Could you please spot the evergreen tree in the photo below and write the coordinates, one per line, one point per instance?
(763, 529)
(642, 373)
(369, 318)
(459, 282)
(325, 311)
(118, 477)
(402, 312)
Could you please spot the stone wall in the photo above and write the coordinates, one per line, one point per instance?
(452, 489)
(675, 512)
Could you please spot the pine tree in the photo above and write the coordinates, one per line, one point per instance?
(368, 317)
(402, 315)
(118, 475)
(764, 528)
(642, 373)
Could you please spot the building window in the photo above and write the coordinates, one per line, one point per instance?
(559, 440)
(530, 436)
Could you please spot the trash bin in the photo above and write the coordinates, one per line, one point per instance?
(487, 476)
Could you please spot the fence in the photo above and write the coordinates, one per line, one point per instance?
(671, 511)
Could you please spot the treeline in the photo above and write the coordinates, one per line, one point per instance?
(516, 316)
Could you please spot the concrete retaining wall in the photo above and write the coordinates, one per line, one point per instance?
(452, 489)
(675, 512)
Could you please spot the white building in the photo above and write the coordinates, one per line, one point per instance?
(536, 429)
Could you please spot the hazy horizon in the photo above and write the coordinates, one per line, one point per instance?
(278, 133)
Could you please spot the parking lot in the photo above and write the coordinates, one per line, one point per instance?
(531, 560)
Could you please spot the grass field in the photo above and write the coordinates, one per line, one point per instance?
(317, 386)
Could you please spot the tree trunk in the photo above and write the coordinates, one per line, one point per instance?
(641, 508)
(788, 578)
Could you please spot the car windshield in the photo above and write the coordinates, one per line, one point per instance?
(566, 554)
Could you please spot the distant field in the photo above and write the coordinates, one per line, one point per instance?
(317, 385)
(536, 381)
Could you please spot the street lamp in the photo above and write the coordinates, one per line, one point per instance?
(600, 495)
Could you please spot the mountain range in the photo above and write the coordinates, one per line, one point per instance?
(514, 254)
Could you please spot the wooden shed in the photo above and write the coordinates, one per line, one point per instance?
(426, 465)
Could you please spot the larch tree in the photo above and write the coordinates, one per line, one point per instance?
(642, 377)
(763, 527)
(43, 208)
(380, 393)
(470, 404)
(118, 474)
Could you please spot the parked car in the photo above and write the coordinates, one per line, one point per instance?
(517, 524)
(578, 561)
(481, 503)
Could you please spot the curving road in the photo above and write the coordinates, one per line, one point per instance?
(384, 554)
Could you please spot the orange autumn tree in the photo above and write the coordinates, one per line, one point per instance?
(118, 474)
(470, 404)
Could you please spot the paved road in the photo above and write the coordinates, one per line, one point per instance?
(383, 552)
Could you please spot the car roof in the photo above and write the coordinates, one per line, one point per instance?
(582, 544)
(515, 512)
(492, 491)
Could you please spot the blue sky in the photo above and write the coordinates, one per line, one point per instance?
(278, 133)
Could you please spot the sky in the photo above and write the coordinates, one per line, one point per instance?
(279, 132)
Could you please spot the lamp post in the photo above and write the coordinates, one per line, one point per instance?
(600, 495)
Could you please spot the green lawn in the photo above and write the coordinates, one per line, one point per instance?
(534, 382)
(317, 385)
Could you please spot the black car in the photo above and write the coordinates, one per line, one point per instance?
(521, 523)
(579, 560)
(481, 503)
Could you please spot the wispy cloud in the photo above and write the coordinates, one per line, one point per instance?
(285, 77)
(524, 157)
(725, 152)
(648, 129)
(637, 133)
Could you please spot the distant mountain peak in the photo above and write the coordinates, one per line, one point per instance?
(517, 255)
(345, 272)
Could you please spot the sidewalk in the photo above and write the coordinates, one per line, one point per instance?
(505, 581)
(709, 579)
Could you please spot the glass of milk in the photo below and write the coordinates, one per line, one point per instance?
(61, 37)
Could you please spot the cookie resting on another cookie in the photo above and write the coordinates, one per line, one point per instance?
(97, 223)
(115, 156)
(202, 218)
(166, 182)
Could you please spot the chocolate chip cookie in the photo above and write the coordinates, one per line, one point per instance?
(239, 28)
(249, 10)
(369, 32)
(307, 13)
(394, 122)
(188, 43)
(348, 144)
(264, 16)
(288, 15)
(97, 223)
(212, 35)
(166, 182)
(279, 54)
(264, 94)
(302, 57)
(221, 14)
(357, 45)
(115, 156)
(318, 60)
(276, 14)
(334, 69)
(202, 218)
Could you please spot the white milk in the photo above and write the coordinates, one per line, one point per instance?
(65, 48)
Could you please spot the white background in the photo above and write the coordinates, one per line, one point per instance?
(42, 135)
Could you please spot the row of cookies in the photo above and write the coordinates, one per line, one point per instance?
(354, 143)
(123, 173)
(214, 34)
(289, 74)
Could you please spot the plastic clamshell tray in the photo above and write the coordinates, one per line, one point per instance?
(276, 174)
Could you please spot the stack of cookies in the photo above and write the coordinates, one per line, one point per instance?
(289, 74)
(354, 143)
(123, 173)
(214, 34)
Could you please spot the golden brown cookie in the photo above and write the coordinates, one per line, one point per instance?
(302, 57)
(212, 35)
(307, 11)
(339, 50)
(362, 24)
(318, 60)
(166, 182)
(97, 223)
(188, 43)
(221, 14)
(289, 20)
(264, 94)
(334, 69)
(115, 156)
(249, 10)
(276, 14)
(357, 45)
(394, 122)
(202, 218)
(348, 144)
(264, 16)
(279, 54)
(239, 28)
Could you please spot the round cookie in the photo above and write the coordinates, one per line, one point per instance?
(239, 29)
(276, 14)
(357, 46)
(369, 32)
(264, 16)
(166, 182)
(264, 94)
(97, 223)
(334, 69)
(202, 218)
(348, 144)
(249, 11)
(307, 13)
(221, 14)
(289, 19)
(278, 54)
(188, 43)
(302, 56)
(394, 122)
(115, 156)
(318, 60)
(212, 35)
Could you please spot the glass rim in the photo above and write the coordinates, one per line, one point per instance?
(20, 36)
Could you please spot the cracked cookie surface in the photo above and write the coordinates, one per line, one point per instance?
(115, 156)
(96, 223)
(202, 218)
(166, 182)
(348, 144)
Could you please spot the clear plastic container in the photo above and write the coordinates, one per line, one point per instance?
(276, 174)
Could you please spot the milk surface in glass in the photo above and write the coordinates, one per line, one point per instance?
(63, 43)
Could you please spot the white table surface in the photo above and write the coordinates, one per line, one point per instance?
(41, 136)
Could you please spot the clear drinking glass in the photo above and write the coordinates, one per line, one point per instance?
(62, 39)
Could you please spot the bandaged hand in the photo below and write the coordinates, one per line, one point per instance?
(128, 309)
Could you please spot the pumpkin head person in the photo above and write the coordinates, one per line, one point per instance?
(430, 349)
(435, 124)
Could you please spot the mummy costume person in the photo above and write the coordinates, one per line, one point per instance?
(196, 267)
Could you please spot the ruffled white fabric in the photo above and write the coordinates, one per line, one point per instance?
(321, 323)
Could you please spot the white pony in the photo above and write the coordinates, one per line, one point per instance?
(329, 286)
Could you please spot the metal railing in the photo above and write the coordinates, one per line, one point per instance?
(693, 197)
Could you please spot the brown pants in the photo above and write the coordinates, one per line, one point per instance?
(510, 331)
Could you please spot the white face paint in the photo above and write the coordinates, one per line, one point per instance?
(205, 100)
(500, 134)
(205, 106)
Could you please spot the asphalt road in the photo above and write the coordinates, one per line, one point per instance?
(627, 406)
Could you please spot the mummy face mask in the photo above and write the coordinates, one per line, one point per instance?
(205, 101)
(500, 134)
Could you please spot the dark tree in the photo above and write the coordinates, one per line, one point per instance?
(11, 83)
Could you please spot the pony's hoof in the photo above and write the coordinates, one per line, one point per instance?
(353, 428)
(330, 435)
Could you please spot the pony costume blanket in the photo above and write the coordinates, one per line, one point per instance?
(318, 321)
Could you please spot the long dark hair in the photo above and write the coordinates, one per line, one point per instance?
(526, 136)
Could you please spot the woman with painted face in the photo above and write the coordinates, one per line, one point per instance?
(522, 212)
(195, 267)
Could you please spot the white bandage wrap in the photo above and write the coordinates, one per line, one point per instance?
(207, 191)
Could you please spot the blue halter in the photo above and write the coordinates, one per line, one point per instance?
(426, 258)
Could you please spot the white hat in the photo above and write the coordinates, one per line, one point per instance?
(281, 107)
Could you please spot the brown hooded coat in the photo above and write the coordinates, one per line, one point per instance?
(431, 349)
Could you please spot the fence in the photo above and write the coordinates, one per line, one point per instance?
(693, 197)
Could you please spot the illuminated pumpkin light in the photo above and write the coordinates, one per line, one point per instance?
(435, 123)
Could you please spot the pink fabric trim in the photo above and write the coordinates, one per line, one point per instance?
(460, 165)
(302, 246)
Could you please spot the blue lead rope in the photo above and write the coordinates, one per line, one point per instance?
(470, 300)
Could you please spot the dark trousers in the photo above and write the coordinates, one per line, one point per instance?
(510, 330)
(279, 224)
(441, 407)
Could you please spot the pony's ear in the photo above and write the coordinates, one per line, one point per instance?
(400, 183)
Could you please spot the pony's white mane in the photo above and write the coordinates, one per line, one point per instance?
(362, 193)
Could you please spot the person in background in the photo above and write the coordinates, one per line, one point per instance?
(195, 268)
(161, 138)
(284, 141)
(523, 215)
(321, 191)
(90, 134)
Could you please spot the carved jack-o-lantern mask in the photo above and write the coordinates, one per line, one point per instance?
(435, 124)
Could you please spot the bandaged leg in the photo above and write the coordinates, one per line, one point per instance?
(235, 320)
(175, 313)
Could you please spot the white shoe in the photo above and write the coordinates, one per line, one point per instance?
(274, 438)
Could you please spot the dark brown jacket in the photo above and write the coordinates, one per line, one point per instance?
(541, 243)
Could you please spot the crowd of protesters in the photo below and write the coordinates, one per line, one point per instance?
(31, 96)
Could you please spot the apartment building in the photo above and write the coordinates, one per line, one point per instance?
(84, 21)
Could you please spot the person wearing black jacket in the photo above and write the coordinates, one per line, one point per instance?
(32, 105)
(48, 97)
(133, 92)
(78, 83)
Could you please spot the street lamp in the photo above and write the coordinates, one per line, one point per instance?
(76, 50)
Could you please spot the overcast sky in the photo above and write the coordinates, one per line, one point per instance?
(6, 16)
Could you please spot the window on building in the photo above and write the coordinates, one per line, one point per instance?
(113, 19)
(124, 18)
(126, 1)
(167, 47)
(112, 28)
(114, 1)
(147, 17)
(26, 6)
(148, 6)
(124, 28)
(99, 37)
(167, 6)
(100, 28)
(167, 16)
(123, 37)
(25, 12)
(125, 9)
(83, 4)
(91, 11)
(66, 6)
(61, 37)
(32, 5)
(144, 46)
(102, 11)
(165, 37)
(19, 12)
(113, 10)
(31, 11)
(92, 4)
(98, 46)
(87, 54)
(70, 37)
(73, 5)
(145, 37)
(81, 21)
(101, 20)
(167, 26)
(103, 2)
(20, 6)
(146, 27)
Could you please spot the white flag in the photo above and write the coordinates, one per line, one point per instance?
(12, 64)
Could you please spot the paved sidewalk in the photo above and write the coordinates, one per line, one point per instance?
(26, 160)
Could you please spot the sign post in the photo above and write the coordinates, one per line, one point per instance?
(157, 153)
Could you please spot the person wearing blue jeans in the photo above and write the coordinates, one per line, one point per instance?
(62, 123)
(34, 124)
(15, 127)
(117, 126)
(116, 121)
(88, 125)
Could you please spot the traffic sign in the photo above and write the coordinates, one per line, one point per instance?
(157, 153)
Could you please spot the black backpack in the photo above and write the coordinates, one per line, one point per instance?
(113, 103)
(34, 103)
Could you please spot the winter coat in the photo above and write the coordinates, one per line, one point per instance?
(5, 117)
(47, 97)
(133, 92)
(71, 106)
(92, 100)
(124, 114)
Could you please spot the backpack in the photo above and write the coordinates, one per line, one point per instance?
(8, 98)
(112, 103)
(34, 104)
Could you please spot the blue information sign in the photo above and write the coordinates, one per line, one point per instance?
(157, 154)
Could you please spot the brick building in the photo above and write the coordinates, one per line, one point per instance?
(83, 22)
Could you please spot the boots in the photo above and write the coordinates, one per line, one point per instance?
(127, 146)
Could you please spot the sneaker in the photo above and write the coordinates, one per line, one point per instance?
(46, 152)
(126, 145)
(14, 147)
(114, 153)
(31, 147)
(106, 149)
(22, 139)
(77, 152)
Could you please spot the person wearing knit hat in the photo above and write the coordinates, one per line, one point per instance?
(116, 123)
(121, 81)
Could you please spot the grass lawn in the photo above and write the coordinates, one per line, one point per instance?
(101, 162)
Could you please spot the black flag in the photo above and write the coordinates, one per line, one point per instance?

AIM:
Reproduce everything from the line containing "Could you please spot the grass lawn" down to the end of the listing, substituting "locate" for "spot" wherever it occurs and leaving all else unchanged.

ANSWER TO THE PROBLEM:
Could you please locate the grass lawn in the photo above and write the coordinates, one per line, one point per instance?
(101, 162)
Could you please locate the black flag in the photo above and write the coordinates, one per line, one point per instance?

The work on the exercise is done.